課題:
A – 次の(i)〜(iii)が本文の内容と合うかどうか、それぞれ「はい」か「いいえ」で答え、判断の根拠となる本文の語句をそのまま引用せよ。
(i) 自費訪問看護の料金は、どの事業所でも同じである。
(ii) 多くの場合、自費訪問看護の料金には時間単位制が採用されている。
(iii) 基本料金に交通費が加算されることもある。
B – 本文をもとに、次の問いに答えよ。
(i) 自費サービスは、何と組み合わせて利用することで価値を最大限に発揮するか。
(ii) 事前に料金体系と相場を把握しておくことがとても重要なのは、なぜか。
(iii) 看護師が長時間利用者のケアを代わることで、ご家族は何ができるか。
C – 本文で割増料金の対象として挙げられている時間帯を、すべて書き出せ。

看護師が長時間利用者のケアを代わることで、ご家族が休息を取ったり自分の時間を持ったりでき、また、日々の介護に関する悩みを聞いたり、介護技術の指導を行ったりすることも可能です。
保険サービスとの組み合わせ
自費サービスは、保険サービスと組み合わせて利用することで、価値を最大限に発揮します。
例えば、平日は保険の訪問看護を利用し、ご家族が不在になる週末だけ自費で長時間の訪問を依頼する、あるいは、基本的なケアは保険で行い、月に一度の通院付き添いだけを自費で利用するといった柔軟な使い方ができます。
自費訪問看護の料金体系と料金相場
自費の訪問看護を利用する上で、最も気になるのが料金でしょう。全額自己負担となるため、事前に料金体系と相場を把握しておくことがとても重要です。
料金設定の基本的な考え方
自費訪問看護の料金は、各訪問看護ステーションが独自に設定しているため、料金は事業所によって異なります。多くの場合、看護師やその他の専門職がサービスを提供する時間に応じて料金が設定される、時間単位制が採用されています。
基本料金に加えて、早朝・夜間・深夜などの時間帯による割増料金や、交通費、特殊なケアに対するオプション料金などが加算されることもあります。

一覧の抜粋:
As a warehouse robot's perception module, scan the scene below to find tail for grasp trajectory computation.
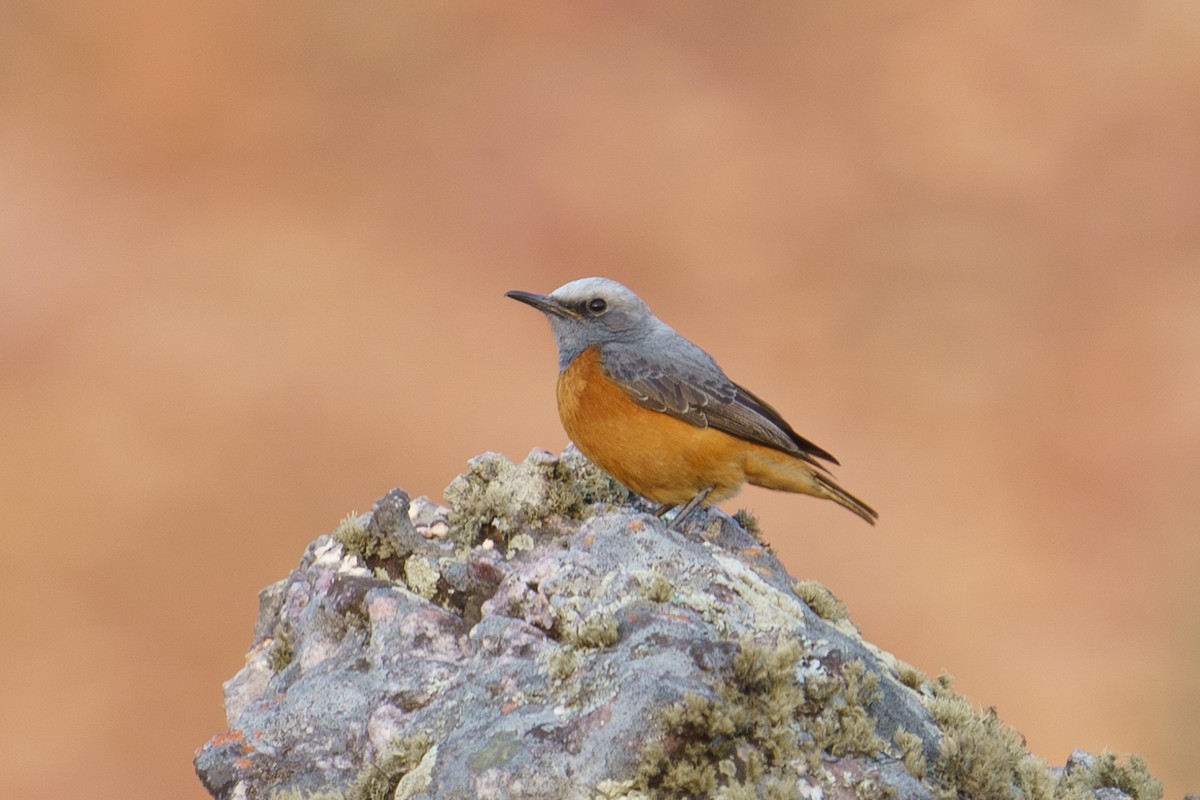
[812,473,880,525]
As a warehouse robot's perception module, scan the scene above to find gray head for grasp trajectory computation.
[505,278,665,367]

--

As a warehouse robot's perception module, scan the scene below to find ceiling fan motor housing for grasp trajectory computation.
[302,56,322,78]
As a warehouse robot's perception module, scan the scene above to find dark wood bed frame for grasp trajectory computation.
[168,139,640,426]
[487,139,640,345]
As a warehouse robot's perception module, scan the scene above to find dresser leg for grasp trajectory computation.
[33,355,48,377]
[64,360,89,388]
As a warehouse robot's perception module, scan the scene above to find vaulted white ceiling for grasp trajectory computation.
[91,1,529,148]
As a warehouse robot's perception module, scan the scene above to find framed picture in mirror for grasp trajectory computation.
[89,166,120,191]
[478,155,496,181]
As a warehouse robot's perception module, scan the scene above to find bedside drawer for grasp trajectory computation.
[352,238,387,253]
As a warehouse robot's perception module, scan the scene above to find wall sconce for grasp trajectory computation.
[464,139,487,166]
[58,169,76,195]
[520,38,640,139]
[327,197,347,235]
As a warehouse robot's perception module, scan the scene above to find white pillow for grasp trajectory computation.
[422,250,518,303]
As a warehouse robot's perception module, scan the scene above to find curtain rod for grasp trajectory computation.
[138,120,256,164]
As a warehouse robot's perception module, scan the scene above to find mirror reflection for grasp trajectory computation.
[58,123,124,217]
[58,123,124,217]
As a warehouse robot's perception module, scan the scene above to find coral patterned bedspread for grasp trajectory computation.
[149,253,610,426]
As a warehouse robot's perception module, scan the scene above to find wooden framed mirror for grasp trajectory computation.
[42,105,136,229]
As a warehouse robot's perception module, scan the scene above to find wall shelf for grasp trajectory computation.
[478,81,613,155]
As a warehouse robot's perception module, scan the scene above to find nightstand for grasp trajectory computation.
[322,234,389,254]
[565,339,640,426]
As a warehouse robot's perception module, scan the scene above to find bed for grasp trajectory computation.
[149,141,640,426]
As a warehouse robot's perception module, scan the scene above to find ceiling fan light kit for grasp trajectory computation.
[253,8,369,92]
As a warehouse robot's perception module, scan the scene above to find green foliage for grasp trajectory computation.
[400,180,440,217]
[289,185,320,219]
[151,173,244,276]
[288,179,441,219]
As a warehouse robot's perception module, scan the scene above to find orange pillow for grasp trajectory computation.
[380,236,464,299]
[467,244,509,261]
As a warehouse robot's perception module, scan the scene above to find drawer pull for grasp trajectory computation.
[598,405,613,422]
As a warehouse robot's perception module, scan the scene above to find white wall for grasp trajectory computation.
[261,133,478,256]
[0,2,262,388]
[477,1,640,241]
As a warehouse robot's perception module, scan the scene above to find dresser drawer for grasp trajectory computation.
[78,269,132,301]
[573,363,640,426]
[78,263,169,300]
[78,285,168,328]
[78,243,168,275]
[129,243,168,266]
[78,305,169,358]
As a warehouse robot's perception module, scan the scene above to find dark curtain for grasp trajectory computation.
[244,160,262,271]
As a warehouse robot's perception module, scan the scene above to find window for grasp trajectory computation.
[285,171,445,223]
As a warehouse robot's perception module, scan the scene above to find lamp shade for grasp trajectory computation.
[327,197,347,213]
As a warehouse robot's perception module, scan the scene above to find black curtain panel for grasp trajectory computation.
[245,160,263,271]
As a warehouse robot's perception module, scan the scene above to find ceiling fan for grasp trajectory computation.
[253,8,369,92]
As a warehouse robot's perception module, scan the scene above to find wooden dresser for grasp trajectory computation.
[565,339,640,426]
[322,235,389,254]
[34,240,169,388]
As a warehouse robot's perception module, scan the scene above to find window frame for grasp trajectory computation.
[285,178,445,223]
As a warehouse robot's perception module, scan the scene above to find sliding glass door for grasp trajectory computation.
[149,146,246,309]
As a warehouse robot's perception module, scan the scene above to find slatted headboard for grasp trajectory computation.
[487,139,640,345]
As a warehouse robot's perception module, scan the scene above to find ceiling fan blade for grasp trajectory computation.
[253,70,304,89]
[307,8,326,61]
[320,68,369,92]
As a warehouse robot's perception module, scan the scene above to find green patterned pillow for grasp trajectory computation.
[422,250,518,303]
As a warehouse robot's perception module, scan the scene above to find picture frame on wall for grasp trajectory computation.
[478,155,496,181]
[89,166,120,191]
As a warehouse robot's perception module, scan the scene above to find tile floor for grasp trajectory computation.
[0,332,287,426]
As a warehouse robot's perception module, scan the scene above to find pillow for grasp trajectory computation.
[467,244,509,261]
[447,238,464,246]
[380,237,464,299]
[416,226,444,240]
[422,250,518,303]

==

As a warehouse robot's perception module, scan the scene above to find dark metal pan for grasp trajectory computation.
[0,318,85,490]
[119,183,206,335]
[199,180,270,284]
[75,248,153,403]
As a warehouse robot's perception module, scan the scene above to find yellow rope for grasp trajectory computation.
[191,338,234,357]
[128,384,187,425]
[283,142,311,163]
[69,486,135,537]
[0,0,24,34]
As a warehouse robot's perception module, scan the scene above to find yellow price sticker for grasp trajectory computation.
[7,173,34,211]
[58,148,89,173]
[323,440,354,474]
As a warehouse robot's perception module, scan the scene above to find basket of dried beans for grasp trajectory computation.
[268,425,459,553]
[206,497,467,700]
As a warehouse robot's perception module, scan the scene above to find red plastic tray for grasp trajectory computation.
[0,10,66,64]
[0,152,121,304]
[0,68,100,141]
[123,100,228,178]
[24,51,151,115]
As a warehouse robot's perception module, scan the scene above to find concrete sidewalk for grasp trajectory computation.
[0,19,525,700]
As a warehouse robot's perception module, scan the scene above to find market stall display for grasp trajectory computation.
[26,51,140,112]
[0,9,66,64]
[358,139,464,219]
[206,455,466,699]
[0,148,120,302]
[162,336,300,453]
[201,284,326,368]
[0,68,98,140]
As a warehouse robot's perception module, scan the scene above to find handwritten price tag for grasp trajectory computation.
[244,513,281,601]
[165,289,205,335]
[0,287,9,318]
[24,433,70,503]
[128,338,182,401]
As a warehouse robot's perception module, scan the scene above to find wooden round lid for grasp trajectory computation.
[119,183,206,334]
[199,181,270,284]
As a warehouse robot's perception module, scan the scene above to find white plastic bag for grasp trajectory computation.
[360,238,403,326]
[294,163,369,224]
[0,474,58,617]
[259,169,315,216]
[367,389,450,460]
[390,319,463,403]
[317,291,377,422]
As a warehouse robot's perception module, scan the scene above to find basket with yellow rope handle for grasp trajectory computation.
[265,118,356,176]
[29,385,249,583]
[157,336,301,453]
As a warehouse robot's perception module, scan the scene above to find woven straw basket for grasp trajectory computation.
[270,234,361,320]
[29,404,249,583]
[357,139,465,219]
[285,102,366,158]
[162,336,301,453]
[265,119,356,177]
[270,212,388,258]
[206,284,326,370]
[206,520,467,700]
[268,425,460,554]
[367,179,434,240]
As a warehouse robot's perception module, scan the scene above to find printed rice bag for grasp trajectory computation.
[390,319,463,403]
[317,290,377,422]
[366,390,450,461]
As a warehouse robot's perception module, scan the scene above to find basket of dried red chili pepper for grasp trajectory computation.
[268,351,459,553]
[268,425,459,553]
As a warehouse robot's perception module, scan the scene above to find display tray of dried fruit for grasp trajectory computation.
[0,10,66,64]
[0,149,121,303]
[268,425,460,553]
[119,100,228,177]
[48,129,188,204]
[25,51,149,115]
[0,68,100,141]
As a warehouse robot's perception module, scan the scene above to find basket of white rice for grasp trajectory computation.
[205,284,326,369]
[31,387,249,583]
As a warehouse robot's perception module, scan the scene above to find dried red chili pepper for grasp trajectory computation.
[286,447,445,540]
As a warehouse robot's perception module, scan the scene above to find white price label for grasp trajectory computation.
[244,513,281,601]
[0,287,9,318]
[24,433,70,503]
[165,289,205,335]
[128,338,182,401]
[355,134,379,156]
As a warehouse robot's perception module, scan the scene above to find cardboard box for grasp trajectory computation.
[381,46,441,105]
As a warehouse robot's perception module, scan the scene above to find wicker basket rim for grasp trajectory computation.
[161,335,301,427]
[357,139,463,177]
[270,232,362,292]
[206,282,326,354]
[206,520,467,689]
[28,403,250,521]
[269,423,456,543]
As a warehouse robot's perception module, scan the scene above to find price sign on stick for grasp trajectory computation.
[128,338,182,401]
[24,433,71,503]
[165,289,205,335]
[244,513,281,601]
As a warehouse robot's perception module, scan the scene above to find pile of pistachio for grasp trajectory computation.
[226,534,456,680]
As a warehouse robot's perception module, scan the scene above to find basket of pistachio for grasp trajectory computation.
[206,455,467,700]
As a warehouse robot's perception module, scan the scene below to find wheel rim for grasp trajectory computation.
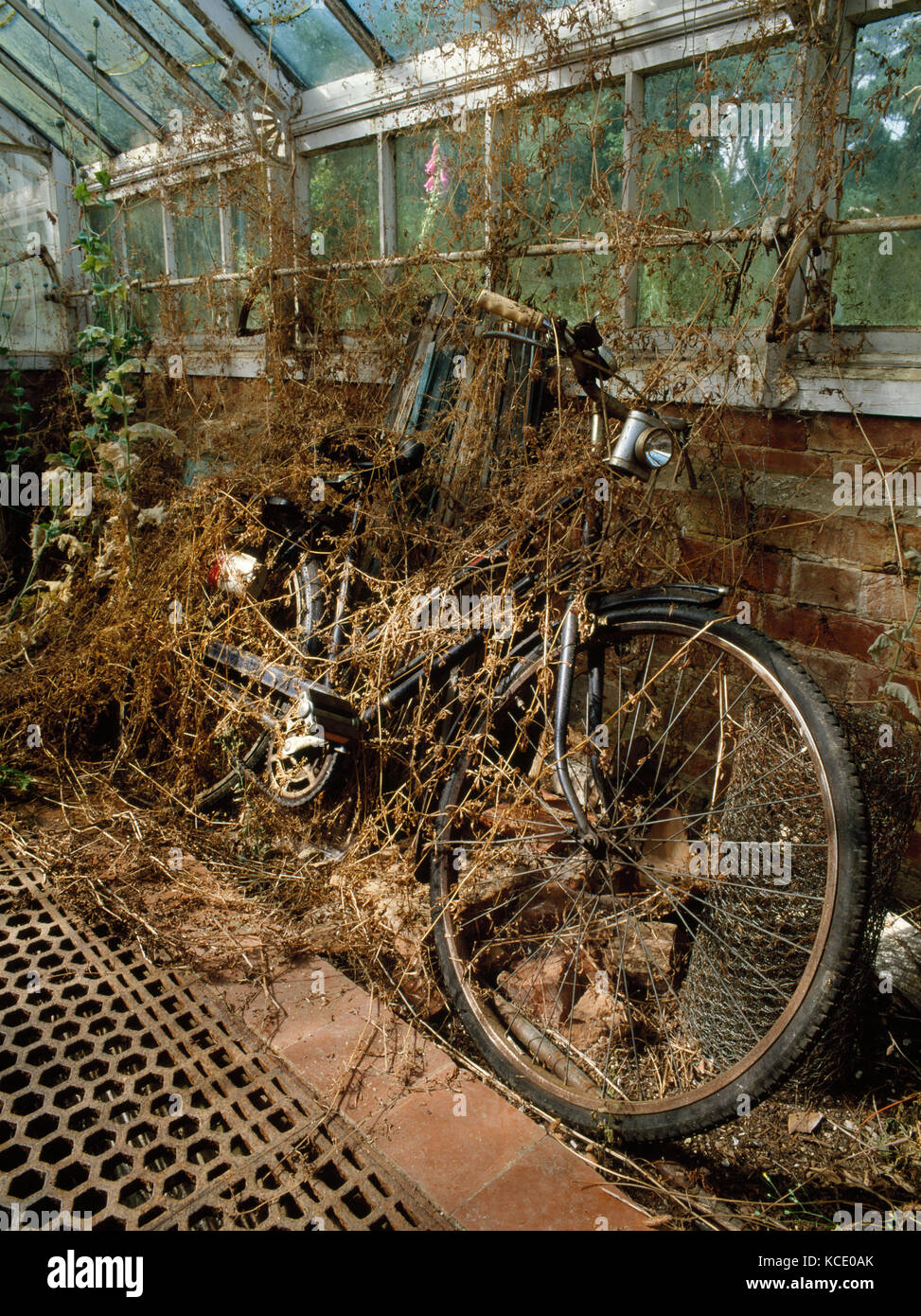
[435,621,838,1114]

解答一覧:
A –
(i) いいえ:「料金は事業所によって異なります」
(ii) はい:「時間単位制が採用されています」
(iii) はい:「交通費、特殊なケアに対するオプション料金などが加算されることもあります」

B –
(i) 保険サービス
(ii) 全額自己負担となるため
(iii) 休息を取ったり、自分の時間を持ったりできる

C – 早朝、夜間、深夜